**Your goal:** Pick out every line of the data below that contains the string "clicks", and copy each one in full.

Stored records
--------------------
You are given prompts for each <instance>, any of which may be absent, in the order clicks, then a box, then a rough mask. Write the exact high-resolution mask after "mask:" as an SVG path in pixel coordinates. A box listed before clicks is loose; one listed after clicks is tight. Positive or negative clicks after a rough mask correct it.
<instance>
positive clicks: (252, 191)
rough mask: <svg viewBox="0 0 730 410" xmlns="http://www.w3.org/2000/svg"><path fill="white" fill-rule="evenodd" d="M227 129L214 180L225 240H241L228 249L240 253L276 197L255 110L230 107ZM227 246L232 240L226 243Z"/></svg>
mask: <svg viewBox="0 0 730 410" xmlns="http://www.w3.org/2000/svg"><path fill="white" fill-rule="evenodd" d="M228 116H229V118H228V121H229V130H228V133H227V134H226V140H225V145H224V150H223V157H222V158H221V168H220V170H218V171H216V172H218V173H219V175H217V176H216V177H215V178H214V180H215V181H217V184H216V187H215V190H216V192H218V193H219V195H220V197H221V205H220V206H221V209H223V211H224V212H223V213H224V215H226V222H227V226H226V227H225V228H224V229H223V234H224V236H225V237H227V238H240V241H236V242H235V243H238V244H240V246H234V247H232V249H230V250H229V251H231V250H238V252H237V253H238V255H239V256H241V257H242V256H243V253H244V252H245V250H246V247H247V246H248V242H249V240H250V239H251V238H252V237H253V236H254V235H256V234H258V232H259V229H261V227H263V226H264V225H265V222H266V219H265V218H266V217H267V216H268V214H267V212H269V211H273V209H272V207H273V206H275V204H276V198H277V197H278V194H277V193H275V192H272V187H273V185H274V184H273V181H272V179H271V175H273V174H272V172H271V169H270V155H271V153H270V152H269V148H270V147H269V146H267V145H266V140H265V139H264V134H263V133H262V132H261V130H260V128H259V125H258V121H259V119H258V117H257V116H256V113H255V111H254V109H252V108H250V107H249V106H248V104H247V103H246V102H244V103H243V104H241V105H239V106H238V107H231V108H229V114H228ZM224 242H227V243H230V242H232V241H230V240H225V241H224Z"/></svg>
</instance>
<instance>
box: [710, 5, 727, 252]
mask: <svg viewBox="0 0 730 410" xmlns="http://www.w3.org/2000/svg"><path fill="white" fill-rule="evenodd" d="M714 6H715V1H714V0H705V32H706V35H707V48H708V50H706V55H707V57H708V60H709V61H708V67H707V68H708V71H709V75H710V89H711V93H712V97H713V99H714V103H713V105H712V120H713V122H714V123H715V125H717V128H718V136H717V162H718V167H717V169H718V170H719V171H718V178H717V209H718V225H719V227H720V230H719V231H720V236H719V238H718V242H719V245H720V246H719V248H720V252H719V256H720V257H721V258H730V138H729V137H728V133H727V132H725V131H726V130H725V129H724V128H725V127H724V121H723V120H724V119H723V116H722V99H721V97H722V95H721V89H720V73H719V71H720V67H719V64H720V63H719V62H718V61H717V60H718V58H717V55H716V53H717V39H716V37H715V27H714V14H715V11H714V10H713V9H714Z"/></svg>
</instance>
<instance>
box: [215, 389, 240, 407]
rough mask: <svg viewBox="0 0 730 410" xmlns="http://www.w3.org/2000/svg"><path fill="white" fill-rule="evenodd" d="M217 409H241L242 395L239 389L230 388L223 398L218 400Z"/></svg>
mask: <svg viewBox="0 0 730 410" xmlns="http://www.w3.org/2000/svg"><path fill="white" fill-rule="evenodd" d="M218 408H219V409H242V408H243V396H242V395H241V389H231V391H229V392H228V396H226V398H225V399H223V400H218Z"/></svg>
--------------------
**Result:**
You are given prompts for each <instance>, any of which may be absent, in the order clicks, then a box, then a rough mask. Write the exact high-resolution mask after "mask:" as an SVG path in pixel coordinates. A box listed before clicks is loose; one listed after clicks is tight. Positive or negative clicks after a rough mask correct it.
positive clicks: (252, 191)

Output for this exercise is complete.